Direction 1:
Copy the part of the FMA text from "To my knowledge" up to and including "unfused operation overflows.".
Direction 2:
Rewrite the listing from the line with "Mark each instance of the dark" up to and including the last line of the listing, requests included. Multiply each coordinate in the answers by 1.35 and round to whole numbers, halves up, leaving the numbers in the requests and their samples unchanged. Return only those lines.

Source text:
** Begin **

Sergey asks "Is there any chance that in MSVC++ 2005 Fused Multiply Add (FMA) function will be available as a part of runtime library on all supported platforms?"

To my knowledge FMAs won't be supported on all platforms since not all platforms have FMA instructions (some platforms don't even have floating point units!).  However, I think we're moving in that direction.  I'll try to find out for you with respect to the x86 and x64 platforms.  In VC++, FMAs will be used by default under the fp:precise when they're available on the architecture.  I believe that the fp:strict model precludes FMAs since it potentially violates strict FPU status semantics and exception semantics.  For instance, there are values for a*b+c where the fused operation returns a valid answer but the unfused operation overflows.   

An interesting side point since I'm on the subject.  On ia64's FPU and many other modern FPU architectures, separate multiply and add instructions aren't provided.  Two floating point registers are reserved to hold the values 0 and 1 respectively.  Simple addition is accomplished by using the 1 valued register as one of the multiply arguments; similarly simple multiplication is accomplished by using the 0 valued register as the addition argument.

** End **

Information shown:
** Begin **

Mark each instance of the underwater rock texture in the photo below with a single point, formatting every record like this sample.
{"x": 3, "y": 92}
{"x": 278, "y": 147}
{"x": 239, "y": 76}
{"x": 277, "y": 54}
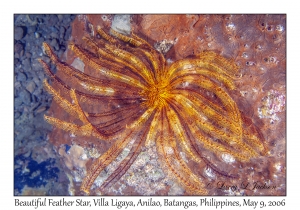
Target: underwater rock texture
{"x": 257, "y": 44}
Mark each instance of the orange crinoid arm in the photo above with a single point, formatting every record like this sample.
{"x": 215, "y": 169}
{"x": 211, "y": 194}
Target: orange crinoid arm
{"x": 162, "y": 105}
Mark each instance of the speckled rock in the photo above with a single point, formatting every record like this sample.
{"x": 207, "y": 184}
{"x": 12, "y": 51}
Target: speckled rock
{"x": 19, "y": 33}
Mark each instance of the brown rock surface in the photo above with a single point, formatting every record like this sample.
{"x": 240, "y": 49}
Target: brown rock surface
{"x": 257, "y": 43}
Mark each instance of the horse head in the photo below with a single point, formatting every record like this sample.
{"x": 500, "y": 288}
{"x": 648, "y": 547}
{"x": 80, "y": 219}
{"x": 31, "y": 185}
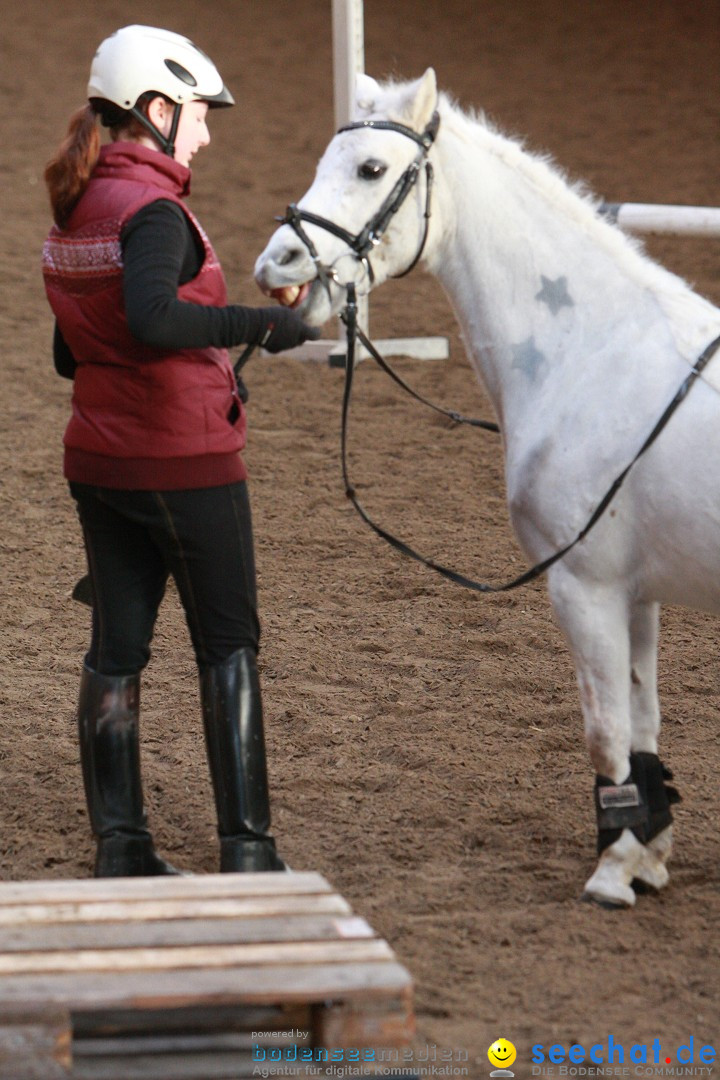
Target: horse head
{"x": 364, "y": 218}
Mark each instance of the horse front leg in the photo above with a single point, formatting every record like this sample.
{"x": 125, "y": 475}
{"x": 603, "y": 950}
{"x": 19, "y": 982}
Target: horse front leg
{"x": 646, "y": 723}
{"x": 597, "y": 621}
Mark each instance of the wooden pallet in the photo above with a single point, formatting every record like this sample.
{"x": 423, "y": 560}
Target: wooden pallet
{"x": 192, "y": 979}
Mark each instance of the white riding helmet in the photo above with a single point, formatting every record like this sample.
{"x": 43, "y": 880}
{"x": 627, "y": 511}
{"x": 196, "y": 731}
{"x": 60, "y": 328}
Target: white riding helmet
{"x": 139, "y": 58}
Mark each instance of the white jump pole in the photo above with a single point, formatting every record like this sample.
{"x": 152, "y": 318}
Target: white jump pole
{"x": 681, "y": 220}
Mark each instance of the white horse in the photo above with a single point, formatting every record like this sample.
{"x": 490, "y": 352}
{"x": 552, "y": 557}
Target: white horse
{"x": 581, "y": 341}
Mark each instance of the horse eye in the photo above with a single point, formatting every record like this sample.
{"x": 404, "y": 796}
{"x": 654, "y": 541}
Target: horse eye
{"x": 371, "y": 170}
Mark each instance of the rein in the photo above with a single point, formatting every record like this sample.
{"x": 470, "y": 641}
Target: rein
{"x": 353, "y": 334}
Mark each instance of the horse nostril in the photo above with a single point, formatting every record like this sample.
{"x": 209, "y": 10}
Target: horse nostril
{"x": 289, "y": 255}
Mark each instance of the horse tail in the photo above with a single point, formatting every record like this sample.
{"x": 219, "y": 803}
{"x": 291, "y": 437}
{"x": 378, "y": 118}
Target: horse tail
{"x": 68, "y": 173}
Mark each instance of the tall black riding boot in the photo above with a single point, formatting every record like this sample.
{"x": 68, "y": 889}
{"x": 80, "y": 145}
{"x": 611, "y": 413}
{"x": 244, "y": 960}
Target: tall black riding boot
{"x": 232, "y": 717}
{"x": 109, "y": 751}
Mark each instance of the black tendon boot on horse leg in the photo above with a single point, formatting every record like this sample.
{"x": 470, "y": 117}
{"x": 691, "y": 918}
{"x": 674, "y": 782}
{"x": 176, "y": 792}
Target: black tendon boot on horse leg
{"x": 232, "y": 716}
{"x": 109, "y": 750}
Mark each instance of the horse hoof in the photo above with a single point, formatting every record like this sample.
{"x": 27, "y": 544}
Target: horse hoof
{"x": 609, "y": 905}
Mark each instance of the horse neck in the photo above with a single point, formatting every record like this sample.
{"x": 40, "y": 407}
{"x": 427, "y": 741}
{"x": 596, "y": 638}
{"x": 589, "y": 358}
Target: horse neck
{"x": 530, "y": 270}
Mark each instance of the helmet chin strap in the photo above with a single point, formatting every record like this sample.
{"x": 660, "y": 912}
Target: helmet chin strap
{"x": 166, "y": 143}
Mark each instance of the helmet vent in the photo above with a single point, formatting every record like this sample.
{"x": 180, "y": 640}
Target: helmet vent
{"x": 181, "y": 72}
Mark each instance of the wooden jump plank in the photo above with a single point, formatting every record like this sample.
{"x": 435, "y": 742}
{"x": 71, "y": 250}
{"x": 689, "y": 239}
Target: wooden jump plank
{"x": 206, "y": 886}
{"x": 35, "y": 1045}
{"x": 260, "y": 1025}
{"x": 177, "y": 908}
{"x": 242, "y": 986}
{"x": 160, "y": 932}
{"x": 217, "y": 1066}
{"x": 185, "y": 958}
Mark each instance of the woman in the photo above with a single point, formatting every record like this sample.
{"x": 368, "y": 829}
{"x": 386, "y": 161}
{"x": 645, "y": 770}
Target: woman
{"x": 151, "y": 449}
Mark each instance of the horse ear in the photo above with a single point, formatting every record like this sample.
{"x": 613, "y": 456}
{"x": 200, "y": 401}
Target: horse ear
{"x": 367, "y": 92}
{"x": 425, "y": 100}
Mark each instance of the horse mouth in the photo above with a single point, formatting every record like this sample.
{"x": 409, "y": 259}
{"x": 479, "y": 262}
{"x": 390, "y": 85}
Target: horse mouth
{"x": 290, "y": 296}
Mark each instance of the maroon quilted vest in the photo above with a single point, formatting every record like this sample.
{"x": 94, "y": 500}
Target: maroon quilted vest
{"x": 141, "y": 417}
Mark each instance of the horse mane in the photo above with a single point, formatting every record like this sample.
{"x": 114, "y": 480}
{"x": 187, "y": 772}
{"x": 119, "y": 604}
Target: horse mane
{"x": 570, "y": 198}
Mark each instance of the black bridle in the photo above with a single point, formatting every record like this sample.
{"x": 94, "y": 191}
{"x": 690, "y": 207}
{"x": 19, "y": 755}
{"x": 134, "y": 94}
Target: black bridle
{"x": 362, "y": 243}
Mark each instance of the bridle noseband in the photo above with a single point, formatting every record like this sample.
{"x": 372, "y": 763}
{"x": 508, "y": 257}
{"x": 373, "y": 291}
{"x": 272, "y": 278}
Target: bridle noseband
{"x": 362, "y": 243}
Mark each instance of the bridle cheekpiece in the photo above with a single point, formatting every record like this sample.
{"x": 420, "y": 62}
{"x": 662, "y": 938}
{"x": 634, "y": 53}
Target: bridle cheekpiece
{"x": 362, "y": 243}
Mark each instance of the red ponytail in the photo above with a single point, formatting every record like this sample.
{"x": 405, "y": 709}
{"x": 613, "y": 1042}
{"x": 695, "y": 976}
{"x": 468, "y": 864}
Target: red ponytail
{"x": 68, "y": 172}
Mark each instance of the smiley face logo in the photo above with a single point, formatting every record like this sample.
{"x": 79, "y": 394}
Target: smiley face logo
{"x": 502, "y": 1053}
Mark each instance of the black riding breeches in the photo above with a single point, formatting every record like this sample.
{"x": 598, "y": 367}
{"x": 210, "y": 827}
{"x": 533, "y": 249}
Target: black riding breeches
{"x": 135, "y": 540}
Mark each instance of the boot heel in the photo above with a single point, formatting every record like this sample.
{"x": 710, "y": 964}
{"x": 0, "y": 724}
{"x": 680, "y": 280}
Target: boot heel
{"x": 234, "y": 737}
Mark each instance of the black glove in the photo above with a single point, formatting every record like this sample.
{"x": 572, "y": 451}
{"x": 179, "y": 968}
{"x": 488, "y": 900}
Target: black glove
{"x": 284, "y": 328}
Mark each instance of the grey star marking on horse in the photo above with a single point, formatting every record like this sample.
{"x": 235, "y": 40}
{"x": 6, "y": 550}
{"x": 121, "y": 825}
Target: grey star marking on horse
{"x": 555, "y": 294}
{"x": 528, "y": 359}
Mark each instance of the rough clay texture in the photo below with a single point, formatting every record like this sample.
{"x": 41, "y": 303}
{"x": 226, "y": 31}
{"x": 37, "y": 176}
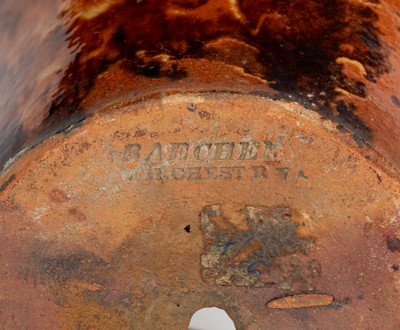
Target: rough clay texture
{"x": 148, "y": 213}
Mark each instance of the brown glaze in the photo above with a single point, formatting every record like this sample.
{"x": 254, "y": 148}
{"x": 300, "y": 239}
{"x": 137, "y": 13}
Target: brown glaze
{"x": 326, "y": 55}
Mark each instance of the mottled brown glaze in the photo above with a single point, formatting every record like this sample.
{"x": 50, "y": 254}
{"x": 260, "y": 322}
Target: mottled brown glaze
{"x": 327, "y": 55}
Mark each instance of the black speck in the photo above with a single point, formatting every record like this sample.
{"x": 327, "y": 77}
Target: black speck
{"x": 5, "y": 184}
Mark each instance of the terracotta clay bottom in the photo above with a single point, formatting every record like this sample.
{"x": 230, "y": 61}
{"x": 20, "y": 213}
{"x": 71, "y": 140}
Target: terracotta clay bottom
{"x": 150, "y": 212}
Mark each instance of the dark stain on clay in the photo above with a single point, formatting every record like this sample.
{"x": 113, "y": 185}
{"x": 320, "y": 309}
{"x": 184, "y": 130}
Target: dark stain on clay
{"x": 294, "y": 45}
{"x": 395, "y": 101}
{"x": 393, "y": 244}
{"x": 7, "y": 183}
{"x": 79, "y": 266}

** End **

Expected output 1:
To my knowledge FMAs won't be supported on all platforms since not all platforms have FMA instructions (some platforms don't even have floating point units!).  However, I think we're moving in that direction.  I'll try to find out for you with respect to the x86 and x64 platforms.  In VC++, FMAs will be used by default under the fp:precise when they're available on the architecture.  I believe that the fp:strict model precludes FMAs since it potentially violates strict FPU status semantics and exception semantics.  For instance, there are values for a*b+c where the fused operation returns a valid answer but the unfused operation overflows.

Expected output 2:
Mark each instance of the dark stain on clay in the photo above with a single point, formatting every record like this sample.
{"x": 113, "y": 185}
{"x": 320, "y": 309}
{"x": 184, "y": 130}
Target: dark stain on clay
{"x": 397, "y": 61}
{"x": 533, "y": 136}
{"x": 531, "y": 329}
{"x": 9, "y": 247}
{"x": 107, "y": 359}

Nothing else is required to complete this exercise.